--- START RECORDS PROVIDED ---

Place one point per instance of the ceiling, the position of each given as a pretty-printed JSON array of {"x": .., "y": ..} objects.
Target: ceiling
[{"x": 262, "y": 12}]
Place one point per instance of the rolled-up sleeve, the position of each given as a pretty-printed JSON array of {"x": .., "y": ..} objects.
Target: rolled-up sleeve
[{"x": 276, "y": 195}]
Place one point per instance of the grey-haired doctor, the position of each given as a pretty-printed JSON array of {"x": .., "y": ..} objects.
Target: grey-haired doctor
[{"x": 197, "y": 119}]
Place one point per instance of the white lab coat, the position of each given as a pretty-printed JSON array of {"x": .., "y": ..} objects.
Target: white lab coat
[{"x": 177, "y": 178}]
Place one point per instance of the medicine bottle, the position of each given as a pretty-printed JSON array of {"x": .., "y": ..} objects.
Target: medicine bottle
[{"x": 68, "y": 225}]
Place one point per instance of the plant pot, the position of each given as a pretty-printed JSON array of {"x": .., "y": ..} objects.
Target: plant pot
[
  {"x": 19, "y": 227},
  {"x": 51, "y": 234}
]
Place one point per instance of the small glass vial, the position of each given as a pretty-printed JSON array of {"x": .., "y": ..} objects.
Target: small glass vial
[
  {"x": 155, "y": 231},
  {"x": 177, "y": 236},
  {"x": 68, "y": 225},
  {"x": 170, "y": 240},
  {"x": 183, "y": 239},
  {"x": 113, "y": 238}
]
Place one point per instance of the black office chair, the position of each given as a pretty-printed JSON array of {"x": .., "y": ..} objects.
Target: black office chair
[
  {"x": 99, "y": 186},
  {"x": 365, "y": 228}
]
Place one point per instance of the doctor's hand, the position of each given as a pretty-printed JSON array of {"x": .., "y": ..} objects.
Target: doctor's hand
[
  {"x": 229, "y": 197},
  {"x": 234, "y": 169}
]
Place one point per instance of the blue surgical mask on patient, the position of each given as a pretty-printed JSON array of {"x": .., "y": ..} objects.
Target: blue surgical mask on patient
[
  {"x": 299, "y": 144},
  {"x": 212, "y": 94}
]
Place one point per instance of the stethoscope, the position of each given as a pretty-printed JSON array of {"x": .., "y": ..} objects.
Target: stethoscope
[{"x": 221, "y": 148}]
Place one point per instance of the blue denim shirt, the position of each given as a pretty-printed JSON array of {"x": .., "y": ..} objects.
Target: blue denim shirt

--- END RECORDS PROVIDED ---

Rewrite all of the data above, changing every "plant pot" to "flowerpot" and leaving everything else as it stands.

Place one point per instance of the ceiling, the position of each given as a pretty-printed JSON array of {"x": .., "y": ..} objects.
Target: ceiling
[{"x": 262, "y": 12}]
Place one point per instance of the rolled-up sleeve, the position of each given as a pretty-printed JSON array of {"x": .., "y": ..} objects.
Target: rolled-up sleeve
[{"x": 276, "y": 195}]
Place one point per instance of the grey-haired doctor, the position of each given as a pretty-printed JSON array of {"x": .., "y": ..} objects.
Target: grey-haired doctor
[{"x": 197, "y": 119}]
Place one point per instance of the white lab coat, the position of each given as a pretty-printed JSON array of {"x": .., "y": ..} objects.
Target: white lab coat
[{"x": 177, "y": 178}]
Place one point per instance of the medicine bottle, the position of each given as a pretty-printed JSON array of {"x": .., "y": ..} objects.
Target: medicine bottle
[{"x": 68, "y": 225}]
Place one point per instance of the flowerpot, the position of each given as a pretty-printed JSON array of {"x": .., "y": ..} objects.
Target: flowerpot
[
  {"x": 19, "y": 227},
  {"x": 51, "y": 234}
]
Place one point per instance of the small glass vial, the position of each given as a pretty-printed JSON array of {"x": .., "y": ..} objects.
Target: small glass vial
[
  {"x": 155, "y": 231},
  {"x": 177, "y": 236},
  {"x": 68, "y": 225},
  {"x": 170, "y": 240},
  {"x": 183, "y": 239},
  {"x": 113, "y": 238}
]
Place one point per instance of the black office chair, the position of each given as a pretty-printed JSON array of {"x": .., "y": ..} objects.
Target: black office chair
[
  {"x": 99, "y": 186},
  {"x": 365, "y": 228}
]
Place one point per instance of the doctor's hand, the position of each given as a pretty-printed JSON array of {"x": .., "y": ..} objects.
Target: doctor's hand
[
  {"x": 229, "y": 197},
  {"x": 234, "y": 169}
]
Place one point per instance of the blue surgical mask on patient, the position of each given as a pretty-printed JSON array of {"x": .., "y": ..} objects.
Target: blue surgical mask on patient
[
  {"x": 299, "y": 144},
  {"x": 212, "y": 94}
]
Place one point per instance of the stethoscope, the position of each given as a pretty-printed JSON array of {"x": .., "y": ..} objects.
Target: stethoscope
[{"x": 221, "y": 148}]
Place one point per instance of the blue denim shirt, the position of each given as a pretty-printed JSON array of {"x": .., "y": ..} objects.
Target: blue denim shirt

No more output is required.